• **Problem statement**: Please extract each line of the data below that contains the word "floor", copying every such line in full.
-.-.-
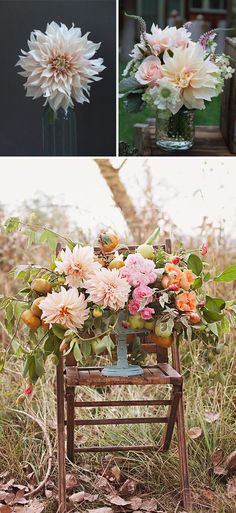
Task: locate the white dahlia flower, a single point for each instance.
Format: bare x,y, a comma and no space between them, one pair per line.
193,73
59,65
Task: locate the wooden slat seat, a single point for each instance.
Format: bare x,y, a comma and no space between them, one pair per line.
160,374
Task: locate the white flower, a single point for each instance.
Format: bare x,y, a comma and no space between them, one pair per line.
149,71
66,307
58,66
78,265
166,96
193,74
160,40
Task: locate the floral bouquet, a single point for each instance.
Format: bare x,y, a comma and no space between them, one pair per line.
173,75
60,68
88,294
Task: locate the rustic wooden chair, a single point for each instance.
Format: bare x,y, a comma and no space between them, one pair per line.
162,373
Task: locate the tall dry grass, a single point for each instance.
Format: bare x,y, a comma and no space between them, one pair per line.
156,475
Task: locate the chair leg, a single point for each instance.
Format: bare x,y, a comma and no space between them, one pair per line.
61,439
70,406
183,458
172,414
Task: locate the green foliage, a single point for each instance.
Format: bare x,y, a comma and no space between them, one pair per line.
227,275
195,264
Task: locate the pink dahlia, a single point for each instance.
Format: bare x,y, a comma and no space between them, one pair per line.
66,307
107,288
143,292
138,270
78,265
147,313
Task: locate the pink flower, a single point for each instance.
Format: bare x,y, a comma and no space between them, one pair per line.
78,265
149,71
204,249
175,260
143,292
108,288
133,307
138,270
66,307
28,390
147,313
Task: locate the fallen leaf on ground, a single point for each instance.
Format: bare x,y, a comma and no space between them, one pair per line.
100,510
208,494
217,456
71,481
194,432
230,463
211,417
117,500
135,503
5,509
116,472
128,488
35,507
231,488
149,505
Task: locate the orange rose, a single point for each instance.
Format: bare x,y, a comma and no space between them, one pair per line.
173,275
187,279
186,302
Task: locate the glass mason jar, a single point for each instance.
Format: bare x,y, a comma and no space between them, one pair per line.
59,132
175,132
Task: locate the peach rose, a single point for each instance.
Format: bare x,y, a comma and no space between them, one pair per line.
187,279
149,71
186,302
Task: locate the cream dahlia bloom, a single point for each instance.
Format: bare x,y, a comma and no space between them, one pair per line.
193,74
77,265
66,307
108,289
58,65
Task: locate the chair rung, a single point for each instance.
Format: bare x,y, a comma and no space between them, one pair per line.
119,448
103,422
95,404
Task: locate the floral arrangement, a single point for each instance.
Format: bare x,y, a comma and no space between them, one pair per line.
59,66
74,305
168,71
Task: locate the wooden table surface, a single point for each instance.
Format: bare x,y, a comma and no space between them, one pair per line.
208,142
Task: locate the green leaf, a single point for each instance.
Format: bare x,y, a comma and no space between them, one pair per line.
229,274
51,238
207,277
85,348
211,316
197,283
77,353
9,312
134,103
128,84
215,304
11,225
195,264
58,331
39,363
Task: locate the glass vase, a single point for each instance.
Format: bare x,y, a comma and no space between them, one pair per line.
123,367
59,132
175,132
-.-.-
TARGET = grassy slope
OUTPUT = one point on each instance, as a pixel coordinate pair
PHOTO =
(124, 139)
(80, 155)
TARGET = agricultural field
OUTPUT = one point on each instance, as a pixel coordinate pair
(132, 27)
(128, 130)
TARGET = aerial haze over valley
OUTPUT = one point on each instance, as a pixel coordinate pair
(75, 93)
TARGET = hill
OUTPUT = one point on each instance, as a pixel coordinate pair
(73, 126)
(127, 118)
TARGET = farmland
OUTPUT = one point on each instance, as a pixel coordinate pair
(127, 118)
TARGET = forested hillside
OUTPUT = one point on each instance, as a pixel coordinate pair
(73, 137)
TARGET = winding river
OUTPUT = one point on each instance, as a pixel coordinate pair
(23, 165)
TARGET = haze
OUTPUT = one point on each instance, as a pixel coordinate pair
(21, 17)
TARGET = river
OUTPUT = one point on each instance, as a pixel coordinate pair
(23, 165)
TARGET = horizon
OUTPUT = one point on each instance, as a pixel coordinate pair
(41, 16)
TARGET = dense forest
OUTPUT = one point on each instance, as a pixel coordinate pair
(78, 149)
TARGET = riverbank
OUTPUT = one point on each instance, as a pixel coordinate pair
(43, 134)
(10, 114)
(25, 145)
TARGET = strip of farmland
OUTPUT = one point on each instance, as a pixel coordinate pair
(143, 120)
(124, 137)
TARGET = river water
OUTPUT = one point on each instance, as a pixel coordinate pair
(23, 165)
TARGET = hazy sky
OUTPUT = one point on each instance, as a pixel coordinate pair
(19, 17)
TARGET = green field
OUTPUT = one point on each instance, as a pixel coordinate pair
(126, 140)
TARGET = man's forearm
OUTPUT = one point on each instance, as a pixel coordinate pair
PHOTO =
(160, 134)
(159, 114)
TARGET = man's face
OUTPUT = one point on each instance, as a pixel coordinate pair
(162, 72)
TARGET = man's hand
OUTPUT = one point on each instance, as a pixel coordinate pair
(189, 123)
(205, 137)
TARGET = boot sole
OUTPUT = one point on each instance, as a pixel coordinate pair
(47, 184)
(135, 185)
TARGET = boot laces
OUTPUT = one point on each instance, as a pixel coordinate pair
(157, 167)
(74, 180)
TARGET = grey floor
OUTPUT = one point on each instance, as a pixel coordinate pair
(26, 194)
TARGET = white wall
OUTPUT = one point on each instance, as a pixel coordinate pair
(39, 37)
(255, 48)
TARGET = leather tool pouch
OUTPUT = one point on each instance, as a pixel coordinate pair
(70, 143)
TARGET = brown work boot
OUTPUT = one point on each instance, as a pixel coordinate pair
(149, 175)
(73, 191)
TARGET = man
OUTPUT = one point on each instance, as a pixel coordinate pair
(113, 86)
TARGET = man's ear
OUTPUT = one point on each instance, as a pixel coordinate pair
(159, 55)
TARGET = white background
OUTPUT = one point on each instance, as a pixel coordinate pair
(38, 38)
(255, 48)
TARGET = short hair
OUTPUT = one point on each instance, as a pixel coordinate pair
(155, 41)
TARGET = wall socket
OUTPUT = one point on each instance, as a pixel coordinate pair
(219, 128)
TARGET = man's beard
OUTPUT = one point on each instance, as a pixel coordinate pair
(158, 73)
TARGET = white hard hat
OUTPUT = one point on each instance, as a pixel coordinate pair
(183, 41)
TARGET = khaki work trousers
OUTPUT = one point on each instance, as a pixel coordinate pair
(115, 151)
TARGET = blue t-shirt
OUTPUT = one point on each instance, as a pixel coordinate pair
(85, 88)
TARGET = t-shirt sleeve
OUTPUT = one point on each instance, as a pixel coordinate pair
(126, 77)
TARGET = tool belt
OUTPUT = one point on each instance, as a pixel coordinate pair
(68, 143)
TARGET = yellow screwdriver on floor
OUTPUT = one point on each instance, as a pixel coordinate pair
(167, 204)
-.-.-
• **Result**:
TARGET = grey floor
TARGET = yellow screwdriver on floor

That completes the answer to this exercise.